**INSTRUCTIONS FOR THE TASK:**
The copy you give must match the records exactly, except that it holds no images.

**DATASET EXTRACT:**
#####
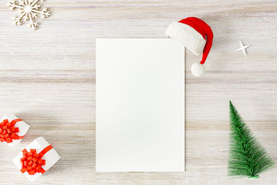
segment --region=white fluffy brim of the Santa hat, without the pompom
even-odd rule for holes
[[[195,55],[203,53],[206,40],[194,28],[180,22],[172,22],[166,29],[166,35],[183,44]]]

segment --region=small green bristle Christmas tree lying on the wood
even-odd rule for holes
[[[274,161],[251,134],[231,101],[229,103],[231,125],[229,175],[256,179],[260,173],[274,166]]]

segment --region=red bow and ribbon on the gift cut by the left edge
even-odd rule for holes
[[[0,123],[0,141],[7,143],[12,143],[13,139],[23,139],[24,136],[19,136],[16,133],[19,132],[19,127],[15,127],[15,124],[21,119],[17,118],[8,122],[8,119],[4,119],[3,122]]]

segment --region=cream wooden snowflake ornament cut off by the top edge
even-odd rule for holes
[[[34,21],[34,19],[37,18],[37,15],[41,15],[43,19],[50,16],[50,12],[47,8],[43,8],[42,10],[39,9],[40,6],[38,1],[39,0],[19,0],[18,2],[15,0],[8,1],[7,5],[10,10],[14,10],[14,8],[19,9],[19,16],[13,19],[12,24],[14,26],[20,26],[22,20],[30,20],[28,27],[36,30],[39,24],[37,21]]]

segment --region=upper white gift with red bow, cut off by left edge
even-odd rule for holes
[[[0,120],[0,141],[12,147],[20,143],[27,134],[30,125],[15,115],[3,116]]]

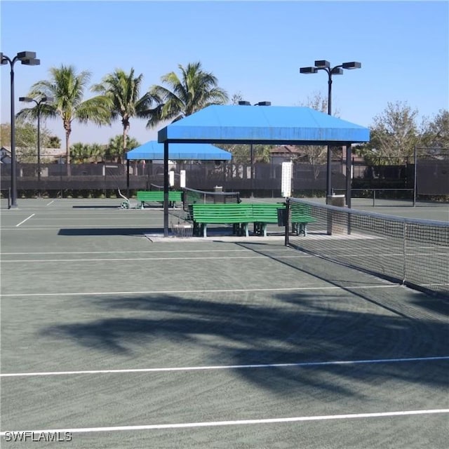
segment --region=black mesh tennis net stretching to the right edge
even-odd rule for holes
[[[449,295],[449,223],[288,199],[289,223],[309,220],[307,237],[286,243],[420,290]],[[302,217],[302,218],[301,218]]]

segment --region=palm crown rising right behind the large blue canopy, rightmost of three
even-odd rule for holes
[[[170,72],[161,77],[168,87],[152,86],[149,99],[156,102],[154,109],[147,111],[147,128],[156,127],[161,121],[177,121],[210,105],[223,105],[228,101],[225,90],[217,86],[217,78],[204,72],[201,62],[178,65],[181,78]]]

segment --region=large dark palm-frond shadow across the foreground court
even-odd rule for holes
[[[152,294],[138,297],[101,297],[86,300],[96,315],[123,318],[95,319],[52,326],[43,336],[69,339],[100,352],[132,356],[177,345],[195,347],[203,365],[316,363],[267,370],[236,369],[236,374],[281,394],[313,386],[332,400],[341,394],[364,396],[370,379],[391,378],[415,384],[447,387],[447,361],[359,363],[335,365],[328,361],[360,361],[447,356],[447,323],[393,314],[368,304],[353,310],[333,293],[278,293],[269,304],[259,293],[245,293],[233,302],[214,293],[213,299],[186,295]],[[254,295],[252,297],[251,295]],[[407,293],[403,300],[407,300]],[[420,295],[419,293],[417,295]],[[413,297],[416,294],[413,293]],[[243,298],[242,298],[243,299]],[[410,299],[410,298],[408,298]],[[139,311],[139,317],[126,317]],[[385,313],[384,313],[385,312]],[[176,366],[176,361],[173,361]],[[337,376],[335,376],[337,374]],[[361,384],[365,387],[361,388]],[[442,390],[443,391],[443,390]],[[329,396],[330,395],[330,396]]]

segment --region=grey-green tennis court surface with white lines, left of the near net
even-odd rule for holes
[[[2,448],[447,447],[447,300],[276,233],[161,239],[161,208],[19,202]]]

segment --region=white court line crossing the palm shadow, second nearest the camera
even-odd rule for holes
[[[370,363],[401,363],[449,360],[449,356],[414,357],[414,358],[375,358],[373,360],[349,360],[328,362],[299,362],[299,363],[260,363],[252,365],[217,365],[217,366],[182,366],[173,368],[128,368],[121,370],[78,370],[78,371],[42,371],[38,373],[2,373],[0,377],[34,377],[34,376],[60,376],[77,374],[123,374],[123,373],[163,373],[175,371],[205,371],[205,370],[241,370],[247,368],[301,368],[308,366],[335,366],[335,365],[361,365]]]

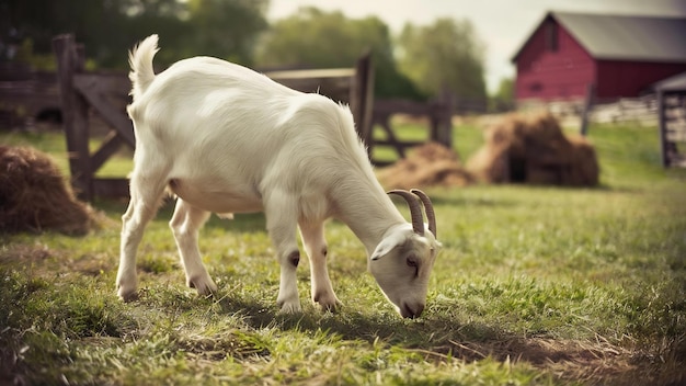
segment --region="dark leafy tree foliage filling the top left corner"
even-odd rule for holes
[[[127,49],[142,33],[176,30],[184,7],[179,0],[5,0],[0,4],[0,42],[49,55],[54,36],[72,33],[91,61],[123,68]]]

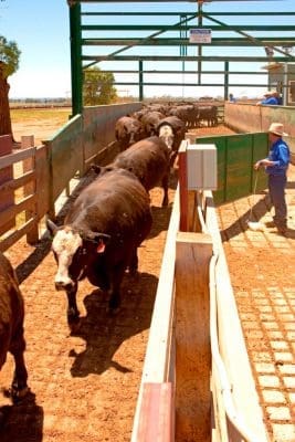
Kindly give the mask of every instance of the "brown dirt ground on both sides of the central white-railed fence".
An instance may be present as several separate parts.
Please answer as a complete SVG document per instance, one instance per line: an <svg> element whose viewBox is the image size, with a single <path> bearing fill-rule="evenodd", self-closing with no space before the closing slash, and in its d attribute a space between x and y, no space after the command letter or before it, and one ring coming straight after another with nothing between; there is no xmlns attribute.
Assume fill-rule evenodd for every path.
#####
**RESPONSE:**
segment --region=white fluffy brim of the Santa hat, without the pompom
even-odd rule for holes
[[[195,55],[203,53],[206,40],[194,28],[180,22],[172,22],[166,29],[166,35],[183,44]]]

segment --region=small green bristle Christmas tree lying on the wood
even-odd rule for holes
[[[274,161],[251,134],[231,101],[229,103],[231,125],[229,175],[256,179],[260,173],[274,166]]]

segment --region=red bow and ribbon on the gift cut by the left edge
even-odd rule for holes
[[[0,123],[0,141],[7,143],[12,143],[13,139],[23,139],[24,136],[19,136],[16,133],[19,132],[19,127],[15,127],[15,124],[21,119],[17,118],[8,122],[8,119],[4,119],[3,122]]]

segment --region=cream wooden snowflake ornament cut off by the top edge
even-odd rule for holes
[[[34,21],[34,19],[37,18],[37,15],[41,15],[43,19],[50,16],[50,12],[47,8],[43,8],[42,10],[39,9],[40,6],[38,1],[39,0],[19,0],[18,2],[15,0],[8,1],[7,5],[10,10],[14,10],[14,8],[19,9],[19,16],[13,19],[12,24],[14,26],[20,26],[22,20],[30,20],[28,27],[36,30],[39,24],[37,21]]]

segment --region=upper white gift with red bow, cut off by left edge
even-odd rule for holes
[[[0,120],[0,141],[12,147],[20,143],[27,134],[30,125],[15,115],[3,116]]]

segment --region=black mesh tennis net stretching to the right edge
even-odd rule for holes
[[[449,295],[449,223],[288,199],[289,223],[309,220],[307,237],[286,243],[420,290]],[[302,217],[302,218],[301,218]]]

segment --region=palm crown rising right behind the large blue canopy, rightmost of three
even-odd rule for holes
[[[170,72],[161,77],[168,87],[152,86],[149,99],[156,102],[154,109],[147,111],[147,128],[156,127],[161,121],[177,121],[210,105],[223,105],[228,101],[225,90],[217,86],[217,78],[204,72],[201,62],[178,65],[181,78]]]

segment --region=large dark palm-frond shadow across the foreground court
even-odd rule for holes
[[[152,294],[138,297],[101,297],[86,300],[96,315],[123,318],[95,319],[52,326],[43,336],[69,339],[100,352],[132,356],[177,345],[195,347],[203,365],[316,363],[267,370],[236,369],[236,374],[281,394],[313,386],[332,400],[341,394],[364,396],[370,379],[391,378],[415,384],[447,387],[447,361],[359,363],[335,365],[328,361],[360,361],[447,356],[447,323],[393,314],[368,304],[353,310],[333,293],[278,293],[269,304],[259,293],[245,293],[233,302],[214,293],[213,299],[186,295]],[[254,295],[252,297],[251,295]],[[407,293],[403,300],[407,300]],[[420,295],[419,293],[417,295]],[[413,297],[416,294],[413,293]],[[243,298],[242,298],[243,299]],[[410,299],[410,298],[408,298]],[[139,311],[139,317],[126,317]],[[385,313],[384,313],[385,312]],[[176,366],[176,361],[173,361]],[[337,376],[335,376],[337,374]],[[361,384],[365,387],[361,388]],[[442,390],[443,391],[443,390]],[[329,396],[330,395],[330,396]]]

segment --region=grey-green tennis court surface with white lines, left of the near net
even-odd rule for holes
[[[2,448],[447,447],[447,300],[276,233],[161,239],[161,208],[19,202]]]

segment --region=white court line crossing the palm shadow, second nearest the camera
even-odd rule for holes
[[[370,363],[401,363],[449,360],[449,356],[414,357],[414,358],[375,358],[373,360],[349,360],[328,362],[299,362],[299,363],[260,363],[252,365],[217,365],[217,366],[182,366],[173,368],[128,368],[121,370],[78,370],[78,371],[42,371],[38,373],[2,373],[0,377],[34,377],[34,376],[60,376],[77,374],[123,374],[123,373],[163,373],[175,371],[205,371],[205,370],[241,370],[247,368],[301,368],[308,366],[335,366],[335,365],[361,365]]]

segment --region="dark leafy tree foliage filling the top left corner"
even-odd rule for holes
[[[127,49],[142,33],[176,30],[184,7],[179,0],[5,0],[0,4],[0,42],[49,55],[54,36],[72,33],[91,61],[123,68]]]

Kindly give the mask of every instance of the "brown dirt ground on both sides of the central white-railed fence".
An instance may be present as several separate parts.
Please answer as a complete SVG document per instance, one instance per line: an <svg> element whose viewBox is the image size, with a single <path> bearing fill-rule="evenodd", self-closing with no space before the closing slash, and in its d attribute a space between x and y, no space after the command letter or before it, and one ring coming straight after another with nothing between; there is no xmlns attribute.
Assume fill-rule evenodd for every path.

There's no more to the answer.